● **EXTRACTED TEXT**
.....

Monday, December 29, 2014

Loretto in Marion County, Kentucky

Mature Oak Tree - Loretto, Marion County, Kentucky 

This Marion County tree has been around for a long time and is still going.  The base of the tree when compared to the nearby picnic tables shows its massive size.  Perhaps this oak impressed Thomas Merton when he visited the Loretto Motherhouse.

The history of the Loretto community in Kentucky includes 128 years of active service.  The Loretto land is a special place.


Sunday, December 28, 2014

North American Native Tree - Sycamore

Woods - Sycamore - Grayson County, Kentucky
The bark of the sycamore tree falls to the ground around the tree.  This large section of sycamore bark was caught in the branches of a small tree.  

Saturday, December 27, 2014

Kentucky native tree and Thomas Merton

Kentucky Native Tree - Eastern Red Cedar - Grayson County
The trunk of the Eastern red cedar looks like of bundle of stems.  Eastern red cedar was once the only wood used for pencils in the United States.  By the 1940s it was hard to find enough trees to supply the factories and production switched to the California incense cedar, Calocedrus decurrens.  The California incense cedar is a western tree.

Thomas Merton visited the Motherhouse at Loretto, Kentucky.  During his visit he remarked that the trees surrounding the Motherhouse were magnificent and should never be felled. Thomas Merton wrote frequently of the silence of the woods in his writings.  He also suggested that being present in the woods was helpful to prayer and to the spiritual experience. 

Merton wrote pointedly about damage to the natural world, "Much of the stupendous ecological damage that has been done in the last fifty years is completely irreversible.  Industry and the military, especially in America are firmly set on policies that make further damage inevitable."

.....

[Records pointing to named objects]
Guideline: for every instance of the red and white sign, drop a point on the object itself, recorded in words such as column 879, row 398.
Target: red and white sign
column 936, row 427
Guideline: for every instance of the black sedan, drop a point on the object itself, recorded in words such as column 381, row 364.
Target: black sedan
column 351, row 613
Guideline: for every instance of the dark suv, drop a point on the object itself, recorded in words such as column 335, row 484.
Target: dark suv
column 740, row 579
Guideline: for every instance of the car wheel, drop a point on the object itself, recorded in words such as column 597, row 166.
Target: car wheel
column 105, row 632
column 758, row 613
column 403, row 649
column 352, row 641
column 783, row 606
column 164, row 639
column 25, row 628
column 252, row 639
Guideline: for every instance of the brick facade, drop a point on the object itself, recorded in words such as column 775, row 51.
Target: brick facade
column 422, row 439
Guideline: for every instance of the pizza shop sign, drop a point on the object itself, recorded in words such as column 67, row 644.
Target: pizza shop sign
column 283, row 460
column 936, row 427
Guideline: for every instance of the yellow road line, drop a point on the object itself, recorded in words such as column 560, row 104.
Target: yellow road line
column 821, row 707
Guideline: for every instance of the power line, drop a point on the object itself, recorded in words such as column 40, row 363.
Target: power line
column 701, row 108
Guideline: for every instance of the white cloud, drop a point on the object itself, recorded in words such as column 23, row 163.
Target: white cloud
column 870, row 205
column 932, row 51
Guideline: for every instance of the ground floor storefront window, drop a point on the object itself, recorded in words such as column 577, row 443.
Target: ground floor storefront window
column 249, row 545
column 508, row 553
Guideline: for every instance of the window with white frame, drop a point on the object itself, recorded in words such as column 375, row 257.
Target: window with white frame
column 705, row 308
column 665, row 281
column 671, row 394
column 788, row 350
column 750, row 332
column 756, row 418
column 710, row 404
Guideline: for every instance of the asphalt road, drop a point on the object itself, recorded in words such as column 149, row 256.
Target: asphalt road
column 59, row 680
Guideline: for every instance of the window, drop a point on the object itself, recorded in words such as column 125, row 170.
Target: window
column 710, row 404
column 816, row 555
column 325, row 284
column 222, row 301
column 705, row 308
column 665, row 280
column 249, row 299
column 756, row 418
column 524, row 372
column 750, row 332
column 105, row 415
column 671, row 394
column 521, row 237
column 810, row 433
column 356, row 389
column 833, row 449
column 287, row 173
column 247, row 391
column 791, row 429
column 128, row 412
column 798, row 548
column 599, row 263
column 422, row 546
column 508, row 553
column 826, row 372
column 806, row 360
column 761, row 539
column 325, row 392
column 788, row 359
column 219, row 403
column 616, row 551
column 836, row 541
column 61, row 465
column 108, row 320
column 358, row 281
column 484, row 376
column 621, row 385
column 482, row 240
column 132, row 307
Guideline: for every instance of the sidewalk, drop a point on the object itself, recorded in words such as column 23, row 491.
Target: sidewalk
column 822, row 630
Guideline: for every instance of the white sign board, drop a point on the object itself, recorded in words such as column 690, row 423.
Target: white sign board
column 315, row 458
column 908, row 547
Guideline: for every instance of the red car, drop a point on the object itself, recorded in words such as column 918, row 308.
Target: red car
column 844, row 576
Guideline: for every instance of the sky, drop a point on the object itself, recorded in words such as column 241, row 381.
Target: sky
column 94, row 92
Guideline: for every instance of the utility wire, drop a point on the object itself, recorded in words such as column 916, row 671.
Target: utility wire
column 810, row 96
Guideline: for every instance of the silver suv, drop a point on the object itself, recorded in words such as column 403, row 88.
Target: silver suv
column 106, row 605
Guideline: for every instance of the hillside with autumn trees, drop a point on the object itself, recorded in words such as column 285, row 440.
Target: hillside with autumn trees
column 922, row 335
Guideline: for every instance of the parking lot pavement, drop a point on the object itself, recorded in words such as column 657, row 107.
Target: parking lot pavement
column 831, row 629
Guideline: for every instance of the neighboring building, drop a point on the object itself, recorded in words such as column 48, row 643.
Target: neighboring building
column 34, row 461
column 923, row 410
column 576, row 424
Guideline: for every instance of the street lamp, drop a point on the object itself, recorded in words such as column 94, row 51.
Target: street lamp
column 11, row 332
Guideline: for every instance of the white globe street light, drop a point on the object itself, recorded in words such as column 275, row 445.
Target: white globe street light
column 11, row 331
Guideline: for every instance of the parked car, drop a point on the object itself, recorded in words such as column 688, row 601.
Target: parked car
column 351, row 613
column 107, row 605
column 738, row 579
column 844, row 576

.....

● **WRITTEN EXERCISE 1**
Duplicate the passage of the Kentucky tree posts starting with "Saturday, December 27, 2014" and going on through "the spiritual experience.".
● **WRITTEN EXERCISE 2**
Answer these questions from the Kentucky tree posts:
(a) To which tree did pencil production switch once Eastern red cedar became hard to find?
(b) How many years of active service are included in the history of the Loretto community in Kentucky?
(c) In which county was the section of sycamore bark caught in a small tree?
● **WRITTEN EXERCISE 3**
Write the next part of the Kentucky tree posts, following on from their final sentence.

● **EXERCISE ANSWER 1**
Saturday, December 27, 2014

Kentucky native tree and Thomas Merton

Kentucky Native Tree - Eastern Red Cedar - Grayson County
The trunk of the Eastern red cedar looks like of bundle of stems.  Eastern red cedar was once the only wood used for pencils in the United States.  By the 1940s it was hard to find enough trees to supply the factories and production switched to the California incense cedar, Calocedrus decurrens.  The California incense cedar is a western tree.

Thomas Merton visited the Motherhouse at Loretto, Kentucky.  During his visit he remarked that the trees surrounding the Motherhouse were magnificent and should never be felled. Thomas Merton wrote frequently of the silence of the woods in his writings.  He also suggested that being present in the woods was helpful to prayer and to the spiritual experience.

● **EXERCISE ANSWER 2**
(a) The California incense cedar, Calocedrus decurrens.
(b) 128 years.
(c) Grayson County, Kentucky.

● **EXERCISE ANSWER 3**
Friday, December 26, 2014

Human interactions

Christmas Decorations - Courtyard - Loretto Motherhouse 

How much criticism is the right amount for a situation?   If one practices the formulating of the turnaround about a given interaction then one can see the interaction from a new perspective.  For example if one thinks the following, "David does not take my concerns into account before he decides."  The turnaround viewpoint is "I do not take David's concerns into account before I decide."  This can help with feelings of frustration or isolation.

The idea of intention may be helpful for a situation.  Perhaps one puts an intention of selfishness or laziness in the mind when the other person is not acting with that intention.

Criticize sparingly.

In one of Wendell Berry's poems he writes of loving someone who does not deserve it.  Could you be kind to a person that does not deserve it?  There is germ for thought.

Monday, December 22, 2014

Ft. Knox, Kentucky




M48 Patton Tank
In the war of 1812 one half of the persons killed in the war were Kentuckians.   Kentuckians have been willing to shoulder the burdens in difficult times through history.

In the 1930s Ft. Knox was the home of the Army's armored force.  Gold shipments made in the 1930s were made by rail and the gold bars were transported by truck over to the Treasury Department vault facility.  Fort Knox armed forces personnel escorted the trucks to the gold vault.

The 1st Armored Division was activated in July 1940 in Fort Knox, Kentucky.  The Division fought in North Africa and in Italy in World War II.

The M48 Patton tank was built from 1952 to 1959.  It was used for many years after 1959.  For many years Ft. Knox was the home of armor such that a soldier that specialized in armor would eventually serve at Ft. Knox some time in his or her career.

Kentucky nature

Trail - Rough River Lake, Kentucky

Walking with trees at your side feeds you.  Immerse yourself in nature.  Walk in appreciation. 

Saturday, December 20, 2014

Loretto Kentucky

Father Stephen Badin - Loretto, Kentucky


Cemetery - Loretto, Kentucky


Father Stephen Theodore Badin provided the land for the present day farm at Loretto to the sisters before he moved to Indiana.  A statue of Father Badin is on the Loretto property.  He was the first Catholic priest ordained in the United States.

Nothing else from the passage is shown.